June 6, 2:30 PM - 2:50 PM
Imperial Room A

In this session, we re-examine the nature of software and hardware claims through a philosophical lens, offering fresh insights into the realm of confidential computing.

Typically, a product claim describes a desired property of an artifact, such as "ensures data privacy during processing," "it produces no observable side effects," "it is rollback protected," and "it is a non-invertible function."

While the common discourse focuses on the "verifiability" of such claims (which, in most cases, is not technically achievable), we propose a shift towards evaluating their "falsifiability," drawing inspiration from Karl Popper's philosophy of science. This approach, where a claim's validity is tested by its potential to be proven false, has profound implications not only in philosophical terms but also in practical applications such as software supply chain, testing, formal verification, and enhancing transparency in remote attestation.

At the heart of confidential computing lies the challenge of asserting claims about software and hardware systems outside direct user control. Our discussion aims to establish a consistent mental model and terminology for these assertions, highlighting how the principle of falsifiability can be the foundation for useful claims, both technical and informal.

About the speaker

Tiziano Santoro

Tiziano Santoro

Software Engineer, Google

Tiziano is the Engineering Lead of Project Oak, a Google Research project that aims to provide provably private server-side computation by leveraging open-source code, reproducible builds, transparency logs, Trusted Execution Environments, and remote attestation.

**Tasks to carry out:**
**A)** According to the session abstract, why do the presenters propose judging product claims by their "falsifiability" rather than their "verifiability"? Answer in one to three sentences.
**B)** Repeat the session abstract starting with "About the speaker" and going on through "and remote attestation.".
**C)** Decide whether each statement agrees with the session abstract. Answer yes or no, and quote the words that decide it.
(i) The session runs until 3:00 PM.
(ii) The speaker leads engineering on Project Oak.
(iii) The presenters hold that most product claims can be technically verified.

**Data supplied:**
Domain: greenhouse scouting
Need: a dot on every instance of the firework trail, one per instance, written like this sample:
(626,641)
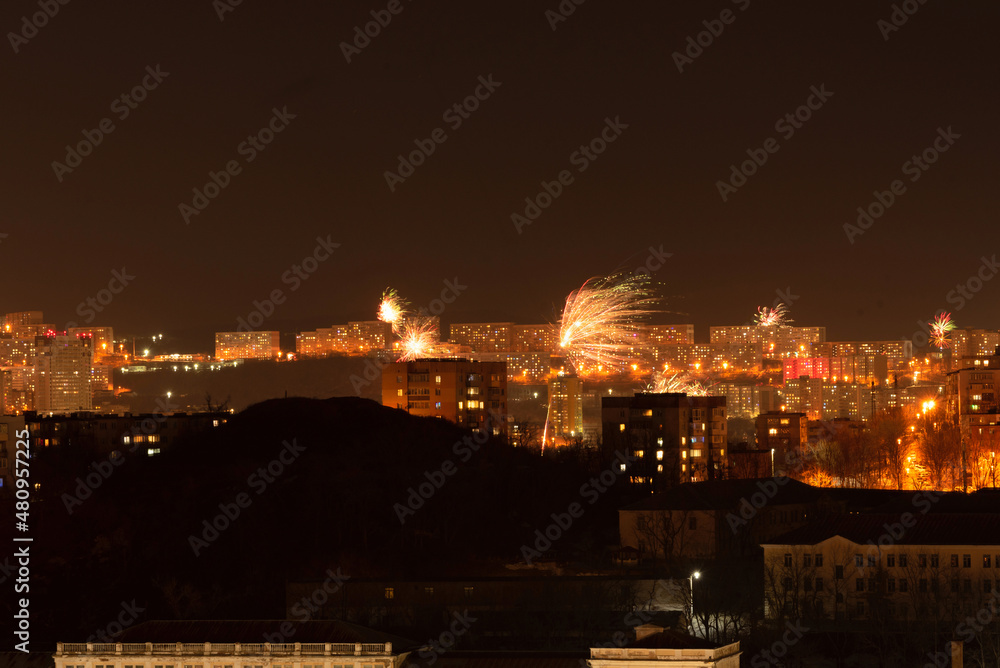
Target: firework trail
(418,337)
(599,321)
(679,382)
(772,317)
(392,309)
(940,327)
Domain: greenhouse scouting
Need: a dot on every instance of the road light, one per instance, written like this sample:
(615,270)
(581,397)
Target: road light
(691,578)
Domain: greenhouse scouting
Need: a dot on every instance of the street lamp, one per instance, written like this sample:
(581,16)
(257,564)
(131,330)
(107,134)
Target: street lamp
(691,578)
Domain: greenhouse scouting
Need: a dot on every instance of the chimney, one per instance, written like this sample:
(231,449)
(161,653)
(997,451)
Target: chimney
(956,654)
(645,630)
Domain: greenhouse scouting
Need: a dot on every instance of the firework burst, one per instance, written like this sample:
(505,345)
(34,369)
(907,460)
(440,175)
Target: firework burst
(417,339)
(940,328)
(772,317)
(599,321)
(392,309)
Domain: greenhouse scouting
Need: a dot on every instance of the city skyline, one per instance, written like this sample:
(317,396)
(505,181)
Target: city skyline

**Results:**
**A)** They propose the shift because verifying such claims is, in most cases, not technically achievable. Falsifiability, which tests a claim's validity by its potential to be proven false, offers a workable alternative.

**B)**
About the speaker

Tiziano Santoro

Tiziano Santoro

Software Engineer, Google

Tiziano is the Engineering Lead of Project Oak, a Google Research project that aims to provide provably private server-side computation by leveraging open-source code, reproducible builds, transparency logs, Trusted Execution Environments, and remote attestation.

**C)**
(i) No: "June 6, 2:30 PM - 2:50 PM"
(ii) Yes: "Tiziano is the Engineering Lead of Project Oak"
(iii) No: "which, in most cases, is not technically achievable"